--- ENTRIES PROVIDED Enclosed Below ---

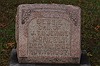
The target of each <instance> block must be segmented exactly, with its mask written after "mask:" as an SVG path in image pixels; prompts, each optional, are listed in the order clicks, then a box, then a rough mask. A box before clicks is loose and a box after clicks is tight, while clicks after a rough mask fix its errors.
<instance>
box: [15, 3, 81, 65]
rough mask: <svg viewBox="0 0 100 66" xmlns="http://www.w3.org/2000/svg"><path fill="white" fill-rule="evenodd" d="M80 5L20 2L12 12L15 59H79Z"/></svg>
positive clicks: (54, 62) (40, 61)
mask: <svg viewBox="0 0 100 66" xmlns="http://www.w3.org/2000/svg"><path fill="white" fill-rule="evenodd" d="M80 10H81V9H80V8H79V7H76V6H72V5H63V4H62V5H61V4H22V5H19V6H18V9H17V15H16V42H17V56H18V61H19V63H75V64H78V63H80V56H81V48H80V43H81V42H80V41H81V40H80V33H81V32H80V30H81V16H80V13H81V11H80Z"/></svg>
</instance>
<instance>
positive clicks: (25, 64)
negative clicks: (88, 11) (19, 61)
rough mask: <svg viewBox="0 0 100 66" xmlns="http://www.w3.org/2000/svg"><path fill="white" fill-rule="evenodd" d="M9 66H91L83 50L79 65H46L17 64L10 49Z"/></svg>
mask: <svg viewBox="0 0 100 66" xmlns="http://www.w3.org/2000/svg"><path fill="white" fill-rule="evenodd" d="M9 66H91V64H90V62H89V59H88V56H87V53H86V51H85V50H83V51H82V54H81V60H80V64H47V63H37V64H36V63H34V64H33V63H31V64H29V63H24V64H23V63H19V62H18V58H17V52H16V49H12V51H11V55H10V63H9Z"/></svg>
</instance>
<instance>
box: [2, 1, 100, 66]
mask: <svg viewBox="0 0 100 66" xmlns="http://www.w3.org/2000/svg"><path fill="white" fill-rule="evenodd" d="M28 3H29V4H34V3H42V4H43V3H46V4H52V3H55V4H66V5H68V4H70V5H75V6H79V7H80V8H81V16H82V18H81V24H82V25H81V34H82V35H81V47H82V50H84V49H85V50H87V52H88V53H87V55H88V56H89V58H90V61H91V64H92V66H100V56H99V55H100V0H1V1H0V66H8V65H9V57H10V52H11V50H12V48H14V47H16V42H15V16H16V13H17V12H16V11H17V7H18V5H20V4H28Z"/></svg>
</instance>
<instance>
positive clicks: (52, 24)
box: [28, 18, 70, 56]
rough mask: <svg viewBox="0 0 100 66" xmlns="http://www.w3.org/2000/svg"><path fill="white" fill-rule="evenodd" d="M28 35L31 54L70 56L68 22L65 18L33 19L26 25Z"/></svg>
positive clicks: (44, 55)
mask: <svg viewBox="0 0 100 66" xmlns="http://www.w3.org/2000/svg"><path fill="white" fill-rule="evenodd" d="M28 37H29V38H28V39H29V40H28V48H29V50H28V53H29V55H31V56H35V55H36V56H37V55H40V56H42V55H43V56H47V55H49V56H66V55H67V56H70V50H69V49H70V23H69V22H68V21H67V20H65V19H58V18H52V19H51V18H39V19H33V20H32V21H31V22H30V23H29V26H28ZM33 50H34V51H33ZM62 51H63V52H62Z"/></svg>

--- End of Enclosed ENTRIES PROVIDED ---

▸ **DESCRIPTION OF THE TASK**
Retype the records exactly. Any image in them should not appear in what you write.

▸ **ANSWER FOR THE TASK**
The target of each <instance> block must be segmented exactly, with its mask written after "mask:" as an SVG path in image pixels; prompts, each optional, are listed in the order clicks, then a box, then a rough mask. A box before clicks is loose and a box after clicks is tight, while clicks after a rough mask fix its errors.
<instance>
box: [15, 3, 81, 65]
rough mask: <svg viewBox="0 0 100 66" xmlns="http://www.w3.org/2000/svg"><path fill="white" fill-rule="evenodd" d="M80 5L20 2L12 12L15 59H79Z"/></svg>
positive clicks: (54, 62) (40, 61)
mask: <svg viewBox="0 0 100 66" xmlns="http://www.w3.org/2000/svg"><path fill="white" fill-rule="evenodd" d="M80 10H81V9H80V8H79V7H76V6H72V5H63V4H62V5H61V4H22V5H19V6H18V9H17V15H16V42H17V56H18V61H19V63H75V64H78V63H80V56H81V48H80V43H81V42H80V41H81V40H80V33H81V32H80V30H81V16H80V13H81V11H80Z"/></svg>
</instance>
<instance>
positive clicks: (25, 64)
negative clicks: (88, 11) (19, 61)
rough mask: <svg viewBox="0 0 100 66" xmlns="http://www.w3.org/2000/svg"><path fill="white" fill-rule="evenodd" d="M9 66H91L83 50L79 65H46L17 64L10 49Z"/></svg>
mask: <svg viewBox="0 0 100 66" xmlns="http://www.w3.org/2000/svg"><path fill="white" fill-rule="evenodd" d="M9 66H91V64H90V62H89V59H88V56H87V53H86V51H85V50H83V51H82V54H81V60H80V64H47V63H37V64H36V63H34V64H33V63H31V64H29V63H24V64H23V63H19V62H18V58H17V52H16V49H12V51H11V55H10V63H9Z"/></svg>
</instance>
<instance>
box: [2, 1, 100, 66]
mask: <svg viewBox="0 0 100 66" xmlns="http://www.w3.org/2000/svg"><path fill="white" fill-rule="evenodd" d="M28 3H29V4H34V3H42V4H43V3H46V4H52V3H55V4H66V5H68V4H70V5H75V6H79V7H80V8H81V16H82V18H81V24H82V25H81V34H82V35H81V47H82V50H84V49H85V50H87V52H88V53H87V55H88V56H89V58H90V61H91V64H92V66H100V56H99V55H100V0H1V1H0V66H8V65H9V57H10V52H11V50H12V48H14V47H16V42H15V16H16V13H17V12H16V11H17V7H18V5H20V4H28Z"/></svg>
</instance>
<instance>
positive clicks: (52, 24)
box: [28, 18, 70, 56]
rough mask: <svg viewBox="0 0 100 66" xmlns="http://www.w3.org/2000/svg"><path fill="white" fill-rule="evenodd" d="M28 35L31 54L70 56L68 22L65 18L33 19L26 25Z"/></svg>
positive clicks: (44, 55)
mask: <svg viewBox="0 0 100 66" xmlns="http://www.w3.org/2000/svg"><path fill="white" fill-rule="evenodd" d="M28 37H29V38H28V39H29V40H28V48H29V50H28V53H29V55H31V56H35V55H36V56H37V55H40V56H42V55H43V56H47V55H49V56H66V55H67V56H70V50H69V49H70V23H69V22H68V21H67V20H65V19H58V18H52V19H51V18H39V19H33V20H32V21H31V22H30V23H29V26H28ZM33 50H34V51H33ZM62 51H63V52H62Z"/></svg>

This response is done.